EXERCISE PROMPT
The goal is an unaltered copy of the records below, minus any images.

AVAILABLE DATA
========================================

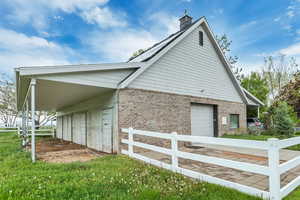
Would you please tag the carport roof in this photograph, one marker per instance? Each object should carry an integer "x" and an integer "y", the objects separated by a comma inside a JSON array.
[
  {"x": 252, "y": 100},
  {"x": 74, "y": 90},
  {"x": 38, "y": 70}
]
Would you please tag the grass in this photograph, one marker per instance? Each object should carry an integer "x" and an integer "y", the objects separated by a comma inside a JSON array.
[
  {"x": 112, "y": 177},
  {"x": 261, "y": 138}
]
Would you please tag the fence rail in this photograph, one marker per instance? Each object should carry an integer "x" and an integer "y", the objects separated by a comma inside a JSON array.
[
  {"x": 273, "y": 170},
  {"x": 39, "y": 132}
]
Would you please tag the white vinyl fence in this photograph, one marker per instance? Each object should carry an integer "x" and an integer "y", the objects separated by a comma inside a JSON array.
[
  {"x": 39, "y": 132},
  {"x": 273, "y": 170},
  {"x": 9, "y": 129}
]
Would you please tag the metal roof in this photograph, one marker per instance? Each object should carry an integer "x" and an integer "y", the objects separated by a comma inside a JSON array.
[{"x": 156, "y": 48}]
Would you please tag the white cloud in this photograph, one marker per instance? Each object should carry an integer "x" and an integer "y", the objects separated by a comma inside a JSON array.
[
  {"x": 291, "y": 50},
  {"x": 290, "y": 13},
  {"x": 277, "y": 19},
  {"x": 163, "y": 23},
  {"x": 119, "y": 45},
  {"x": 103, "y": 17},
  {"x": 18, "y": 49},
  {"x": 73, "y": 5},
  {"x": 37, "y": 12}
]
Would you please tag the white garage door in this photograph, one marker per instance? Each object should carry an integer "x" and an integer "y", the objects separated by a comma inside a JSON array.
[
  {"x": 79, "y": 128},
  {"x": 202, "y": 119}
]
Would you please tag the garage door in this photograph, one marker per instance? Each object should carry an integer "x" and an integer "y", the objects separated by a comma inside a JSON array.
[
  {"x": 79, "y": 128},
  {"x": 202, "y": 119}
]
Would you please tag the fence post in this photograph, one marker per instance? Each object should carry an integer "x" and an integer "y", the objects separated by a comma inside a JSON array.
[
  {"x": 130, "y": 139},
  {"x": 274, "y": 177},
  {"x": 174, "y": 146},
  {"x": 53, "y": 132}
]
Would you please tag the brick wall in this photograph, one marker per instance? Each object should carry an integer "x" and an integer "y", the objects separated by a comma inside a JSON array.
[{"x": 164, "y": 112}]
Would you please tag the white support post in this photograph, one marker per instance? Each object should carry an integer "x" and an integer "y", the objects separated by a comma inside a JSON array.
[
  {"x": 174, "y": 146},
  {"x": 130, "y": 141},
  {"x": 53, "y": 132},
  {"x": 27, "y": 121},
  {"x": 33, "y": 84},
  {"x": 274, "y": 178}
]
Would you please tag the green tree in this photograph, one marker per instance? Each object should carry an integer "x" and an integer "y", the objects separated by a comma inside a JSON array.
[
  {"x": 225, "y": 44},
  {"x": 283, "y": 118},
  {"x": 278, "y": 71},
  {"x": 257, "y": 85}
]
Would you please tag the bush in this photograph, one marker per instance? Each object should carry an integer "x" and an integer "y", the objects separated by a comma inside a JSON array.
[{"x": 283, "y": 119}]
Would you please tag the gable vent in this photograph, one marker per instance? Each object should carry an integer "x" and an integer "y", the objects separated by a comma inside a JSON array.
[{"x": 185, "y": 22}]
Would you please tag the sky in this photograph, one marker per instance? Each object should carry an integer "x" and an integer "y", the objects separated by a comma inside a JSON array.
[{"x": 58, "y": 32}]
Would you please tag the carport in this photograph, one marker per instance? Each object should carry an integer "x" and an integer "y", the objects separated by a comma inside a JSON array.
[{"x": 83, "y": 96}]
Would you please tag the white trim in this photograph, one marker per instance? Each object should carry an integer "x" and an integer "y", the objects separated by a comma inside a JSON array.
[
  {"x": 159, "y": 55},
  {"x": 176, "y": 41},
  {"x": 40, "y": 70},
  {"x": 226, "y": 63},
  {"x": 253, "y": 97}
]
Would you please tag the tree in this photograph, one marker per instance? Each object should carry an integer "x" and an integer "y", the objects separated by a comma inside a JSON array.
[
  {"x": 225, "y": 44},
  {"x": 257, "y": 85},
  {"x": 282, "y": 118},
  {"x": 8, "y": 108},
  {"x": 290, "y": 93},
  {"x": 278, "y": 72}
]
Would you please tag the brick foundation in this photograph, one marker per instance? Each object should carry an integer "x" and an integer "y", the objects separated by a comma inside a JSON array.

========================================

TASK ANSWER
Would you please tag the carport roof in this photograph, one marker per instance? Each object should carry an integer "x" and an integer "y", the objects separated by a comma inside a JSON array.
[
  {"x": 252, "y": 100},
  {"x": 74, "y": 90},
  {"x": 38, "y": 70}
]
Would you please tag the grass in this photograph, one marker per instance? Each object should carry an integer "x" and an integer "y", the objects separated by a comma inside a JSON array.
[
  {"x": 112, "y": 177},
  {"x": 261, "y": 138}
]
Would you please tag the fence rail in this photograph, one marker per instance? Each object should carry an integer "x" and an integer "y", the objects separated by a comma inside a JSON array.
[
  {"x": 273, "y": 170},
  {"x": 39, "y": 132}
]
Would you please tag the white vinyl fence in this photograph, one marker per instance? Each object should carry an integer "x" and an integer "y", the objects separated by a comma inside a JSON array.
[
  {"x": 39, "y": 132},
  {"x": 273, "y": 170},
  {"x": 9, "y": 129}
]
Would you please tag the metal roof in this photograph, one marker per instance? Each object should carry an integer "x" and an integer "y", the objects separated by a comma inside a JSON array.
[{"x": 156, "y": 48}]
Would you please tag the white cloud in this photograph, one marker per instance? Each object should carry an integer "x" and an integer "y", the objects separated by a comma inside a JSON array.
[
  {"x": 291, "y": 50},
  {"x": 290, "y": 13},
  {"x": 277, "y": 19},
  {"x": 163, "y": 23},
  {"x": 119, "y": 45},
  {"x": 103, "y": 17},
  {"x": 18, "y": 49},
  {"x": 73, "y": 5},
  {"x": 37, "y": 12}
]
Would you please tag the white garage door in this photograph, one marker per instance? Each object should carry an integer "x" and an integer "y", the objects separated by a comma inside a JSON array.
[
  {"x": 79, "y": 128},
  {"x": 202, "y": 119}
]
Would you please tag the garage door in this photograph, one marker per instance? Each object should carry an integer "x" and an integer "y", the objects separated by a comma inside a JSON array.
[
  {"x": 79, "y": 128},
  {"x": 202, "y": 119}
]
Would you please tag the fence post in this photograph, one marker per instance? Each object should carry an integer "x" and an integer "y", the objects separated by a comma inside a JSON array.
[
  {"x": 130, "y": 139},
  {"x": 274, "y": 177},
  {"x": 174, "y": 146},
  {"x": 53, "y": 132}
]
Would you please tag the brick wall in this photograph, one marker per instance? Each object should carry an integer "x" and an integer "y", the objects separated by a comma inside a JSON array.
[{"x": 164, "y": 112}]
Would you please tag the white support post in this photograph, one marker per instance? Each object should carry an integer "x" and an integer "y", the objects separated by a comma inside a JSON array.
[
  {"x": 174, "y": 146},
  {"x": 130, "y": 141},
  {"x": 53, "y": 132},
  {"x": 27, "y": 121},
  {"x": 33, "y": 84},
  {"x": 274, "y": 178}
]
Would you please tag the green tree in this photograph, one marker per instance? Each object should carry an integer "x" and an integer "y", the objects separated by a comma inside a JSON array.
[
  {"x": 225, "y": 44},
  {"x": 283, "y": 118},
  {"x": 278, "y": 71},
  {"x": 257, "y": 85}
]
Would you please tag the bush in this photograph, one marker per instance? Each object should carry an integer "x" and an integer "y", the objects separated by a comma inside a JSON array.
[{"x": 283, "y": 119}]
Would you please tag the gable vent in this photograph, one marker per instance? Each object should carry an integer "x" and an integer "y", the objects separated by a comma inside a JSON array.
[{"x": 185, "y": 22}]
Would you please tag the sky in this photograph, one marker per instance? Each object should carry an integer "x" and an integer "y", the objects separated by a comma inside a JSON array.
[{"x": 58, "y": 32}]
Would you please tag the carport in this photograph, one marker per instance? Each object should carry an integer "x" and an integer "y", the objects separated by a comma inside a JSON array.
[{"x": 83, "y": 96}]
Would you please tag the white trim in this photograph, one marker per instance? Each object should carry an integer "x" and an integer "y", the objects separated by a comma inside a JSON array.
[
  {"x": 159, "y": 55},
  {"x": 176, "y": 41},
  {"x": 40, "y": 70},
  {"x": 226, "y": 63},
  {"x": 253, "y": 97}
]
Would you please tag the tree in this photograph, one marker per instance? Each object should carry an integer "x" and an integer "y", the objects separated by a comma inside a JSON array.
[
  {"x": 225, "y": 44},
  {"x": 257, "y": 85},
  {"x": 282, "y": 118},
  {"x": 8, "y": 108},
  {"x": 290, "y": 93},
  {"x": 278, "y": 72}
]
Would you please tag the brick foundation in this photograph, one marker per instance? Each object should carry an integer "x" and an integer "y", the objects separated by a comma inside a JSON array.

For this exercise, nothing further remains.